▶ _Text shown_
═══
The short answer is yes, retiring at 60 with $720,000 in super is workable for many Australians. But the longer answer matters more, because 60 is early. You’ll be funding your own retirement for up to seven years before the Age Pension becomes available at 67, and potentially 25 to 30 years of retirement overall. That’s a long time to make $720K last.
The good news is that $720K is a strong starting point, well above the average Australian retirement balance, and with the right drawdown strategy it can comfortably carry you through your 60s and well into your 80s and beyond. Here’s what you actually need to think through.
The First Challenge: The 7-Year Gap Before Age Pension
One thing that catches a lot of early retirees off guard is the Age Pension age. In Australia, you can’t access the Age Pension until you turn 67. If you retire at 60, your super needs to carry you entirely for those first seven years.
At a drawdown rate of around $55,000 to $60,000 a year for a single retiree, seven years before the pension costs you roughly $385,000 to $420,000 from your $720K balance. That’s before investment returns are factored in, which is why keeping your super working in a well-structured investment mix during retirement matters just as much as the balance itself.
═══
▶ _Provided material_
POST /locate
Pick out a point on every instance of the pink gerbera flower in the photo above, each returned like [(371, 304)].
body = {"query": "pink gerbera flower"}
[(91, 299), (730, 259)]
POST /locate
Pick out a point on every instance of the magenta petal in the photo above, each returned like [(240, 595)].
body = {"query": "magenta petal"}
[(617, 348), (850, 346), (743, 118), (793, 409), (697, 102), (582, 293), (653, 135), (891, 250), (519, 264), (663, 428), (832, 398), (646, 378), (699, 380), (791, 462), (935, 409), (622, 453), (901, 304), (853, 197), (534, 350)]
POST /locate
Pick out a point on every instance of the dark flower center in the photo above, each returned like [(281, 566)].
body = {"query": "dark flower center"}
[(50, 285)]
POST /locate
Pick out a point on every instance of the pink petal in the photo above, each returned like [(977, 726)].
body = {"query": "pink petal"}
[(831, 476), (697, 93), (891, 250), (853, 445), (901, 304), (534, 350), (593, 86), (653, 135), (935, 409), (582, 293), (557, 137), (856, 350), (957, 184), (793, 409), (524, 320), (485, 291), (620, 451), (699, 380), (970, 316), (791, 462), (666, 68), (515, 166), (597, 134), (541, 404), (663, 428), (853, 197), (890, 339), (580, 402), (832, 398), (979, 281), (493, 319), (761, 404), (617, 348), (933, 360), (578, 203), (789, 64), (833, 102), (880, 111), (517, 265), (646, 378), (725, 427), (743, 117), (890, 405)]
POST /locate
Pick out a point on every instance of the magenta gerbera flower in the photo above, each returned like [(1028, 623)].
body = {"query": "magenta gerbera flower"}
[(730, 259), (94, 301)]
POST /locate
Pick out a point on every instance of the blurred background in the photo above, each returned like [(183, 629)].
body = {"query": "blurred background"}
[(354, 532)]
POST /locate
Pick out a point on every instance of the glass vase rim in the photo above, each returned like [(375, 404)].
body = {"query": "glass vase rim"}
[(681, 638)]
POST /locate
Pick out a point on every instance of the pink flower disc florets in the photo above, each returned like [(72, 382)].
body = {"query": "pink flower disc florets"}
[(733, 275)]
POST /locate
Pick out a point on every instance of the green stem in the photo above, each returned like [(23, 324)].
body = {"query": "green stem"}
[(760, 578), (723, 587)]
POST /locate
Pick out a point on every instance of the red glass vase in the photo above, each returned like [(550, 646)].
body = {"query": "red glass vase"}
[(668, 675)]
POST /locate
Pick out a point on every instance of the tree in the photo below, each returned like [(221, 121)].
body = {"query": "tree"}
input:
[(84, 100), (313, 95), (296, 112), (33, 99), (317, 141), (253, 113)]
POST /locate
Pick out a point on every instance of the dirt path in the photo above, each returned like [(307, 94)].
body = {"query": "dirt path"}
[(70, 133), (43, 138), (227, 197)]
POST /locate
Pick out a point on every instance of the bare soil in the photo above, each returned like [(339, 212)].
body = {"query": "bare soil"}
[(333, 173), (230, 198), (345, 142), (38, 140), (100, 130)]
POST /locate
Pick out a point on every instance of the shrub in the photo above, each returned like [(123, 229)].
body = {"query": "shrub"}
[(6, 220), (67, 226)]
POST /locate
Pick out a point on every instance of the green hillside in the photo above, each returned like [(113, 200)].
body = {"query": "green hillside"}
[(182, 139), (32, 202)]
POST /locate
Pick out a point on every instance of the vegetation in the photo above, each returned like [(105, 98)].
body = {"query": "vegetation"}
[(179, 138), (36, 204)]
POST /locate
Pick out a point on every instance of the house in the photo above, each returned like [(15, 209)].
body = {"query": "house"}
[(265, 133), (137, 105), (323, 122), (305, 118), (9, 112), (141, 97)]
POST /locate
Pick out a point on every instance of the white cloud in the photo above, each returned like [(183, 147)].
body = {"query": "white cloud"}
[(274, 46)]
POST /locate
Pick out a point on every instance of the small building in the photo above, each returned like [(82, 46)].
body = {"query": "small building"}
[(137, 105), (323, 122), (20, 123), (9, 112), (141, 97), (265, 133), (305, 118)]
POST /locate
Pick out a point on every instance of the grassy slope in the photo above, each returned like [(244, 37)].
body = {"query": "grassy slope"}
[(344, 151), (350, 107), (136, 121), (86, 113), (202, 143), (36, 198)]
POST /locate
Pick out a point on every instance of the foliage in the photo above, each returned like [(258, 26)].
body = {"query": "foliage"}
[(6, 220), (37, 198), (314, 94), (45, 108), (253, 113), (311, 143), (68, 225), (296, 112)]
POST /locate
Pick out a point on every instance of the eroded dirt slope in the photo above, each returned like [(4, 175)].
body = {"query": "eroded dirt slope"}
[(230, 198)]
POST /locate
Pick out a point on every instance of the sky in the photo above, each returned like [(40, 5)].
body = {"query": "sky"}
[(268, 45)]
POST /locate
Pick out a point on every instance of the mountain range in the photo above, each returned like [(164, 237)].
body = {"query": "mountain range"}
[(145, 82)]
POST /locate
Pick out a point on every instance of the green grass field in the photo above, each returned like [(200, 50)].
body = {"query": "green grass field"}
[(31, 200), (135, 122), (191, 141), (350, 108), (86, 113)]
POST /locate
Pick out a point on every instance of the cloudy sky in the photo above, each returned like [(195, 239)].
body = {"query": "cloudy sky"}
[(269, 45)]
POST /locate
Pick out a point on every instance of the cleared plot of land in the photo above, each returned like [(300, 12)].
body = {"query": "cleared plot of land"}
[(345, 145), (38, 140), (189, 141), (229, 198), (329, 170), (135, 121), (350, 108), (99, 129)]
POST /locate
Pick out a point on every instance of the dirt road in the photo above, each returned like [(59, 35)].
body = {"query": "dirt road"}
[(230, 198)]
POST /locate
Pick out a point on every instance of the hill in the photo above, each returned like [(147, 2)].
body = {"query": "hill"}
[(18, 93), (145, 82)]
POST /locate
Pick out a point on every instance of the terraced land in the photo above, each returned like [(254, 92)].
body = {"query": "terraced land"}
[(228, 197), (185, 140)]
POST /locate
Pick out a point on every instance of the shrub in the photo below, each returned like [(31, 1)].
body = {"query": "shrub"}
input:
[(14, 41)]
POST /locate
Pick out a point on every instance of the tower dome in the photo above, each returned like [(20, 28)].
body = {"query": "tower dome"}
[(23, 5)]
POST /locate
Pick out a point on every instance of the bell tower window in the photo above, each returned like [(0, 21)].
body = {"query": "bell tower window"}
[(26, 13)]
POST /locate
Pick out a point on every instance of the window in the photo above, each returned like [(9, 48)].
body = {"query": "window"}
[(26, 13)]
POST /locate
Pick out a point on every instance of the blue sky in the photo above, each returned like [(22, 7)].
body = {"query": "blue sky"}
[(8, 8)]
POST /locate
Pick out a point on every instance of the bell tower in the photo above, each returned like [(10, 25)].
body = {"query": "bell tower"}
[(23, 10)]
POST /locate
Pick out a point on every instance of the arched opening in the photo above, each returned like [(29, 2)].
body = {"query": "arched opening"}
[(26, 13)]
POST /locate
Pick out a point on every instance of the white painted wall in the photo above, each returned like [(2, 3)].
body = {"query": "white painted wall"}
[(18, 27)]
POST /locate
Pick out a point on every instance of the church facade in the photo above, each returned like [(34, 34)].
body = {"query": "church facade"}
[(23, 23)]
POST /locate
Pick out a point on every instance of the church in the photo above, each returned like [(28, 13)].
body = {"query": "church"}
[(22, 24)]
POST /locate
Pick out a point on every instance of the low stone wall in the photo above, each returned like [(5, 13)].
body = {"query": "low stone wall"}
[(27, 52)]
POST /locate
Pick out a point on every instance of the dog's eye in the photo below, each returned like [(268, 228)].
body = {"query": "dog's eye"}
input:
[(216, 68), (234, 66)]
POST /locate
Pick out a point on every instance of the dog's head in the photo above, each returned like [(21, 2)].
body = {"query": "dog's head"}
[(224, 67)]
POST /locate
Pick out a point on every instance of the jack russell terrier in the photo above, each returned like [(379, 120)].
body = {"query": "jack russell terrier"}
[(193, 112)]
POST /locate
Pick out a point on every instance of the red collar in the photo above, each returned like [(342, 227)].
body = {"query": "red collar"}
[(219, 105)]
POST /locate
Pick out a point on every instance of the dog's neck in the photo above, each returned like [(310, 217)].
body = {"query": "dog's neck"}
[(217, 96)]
═══
▶ _Exercise tasks_
1. List every distinct dollar amount in the retirement savings text. Count $720,000 and $720K as one amount.
2. Answer these questions from the retirement savings text:
(a) At what age does the Age Pension become available?
(b) How many years might retirement last overall?
(c) What yearly drawdown rate is given for a single retiree?
3. Write the next part of the text on retiring at 60 with $720K in super, starting after its last sentence.
The rows have no connection to the retirement savings text.

▶ _Final answers_
1.
$720,000
$55,000
$60,000
$385,000
$420,000

2.
(a) 67
(b) 25 to 30 years
(c) Around $55,000 to $60,000 a year

3.
Once the Age Pension kicks in at 67, it can significantly extend how long your super lasts, and understanding how it interacts with your super is one of the most valuable things you can do before you retire. The current maximum rates (as at April 2026, per Services Australia) are:
- Single: approximately $31,223 per year
- Couple (combined): approximately $47,070 per year
Whether you receive the full Age Pension, a part pension, or nothing at all depends on your assets and income at the time. With $720K in super, most retirees would receive at least a part pension once their balance has drawn down over time.
Current as at April 2026. Age Pension rates are updated by the Australian Government each March and September. Figures sourced from Services Australia.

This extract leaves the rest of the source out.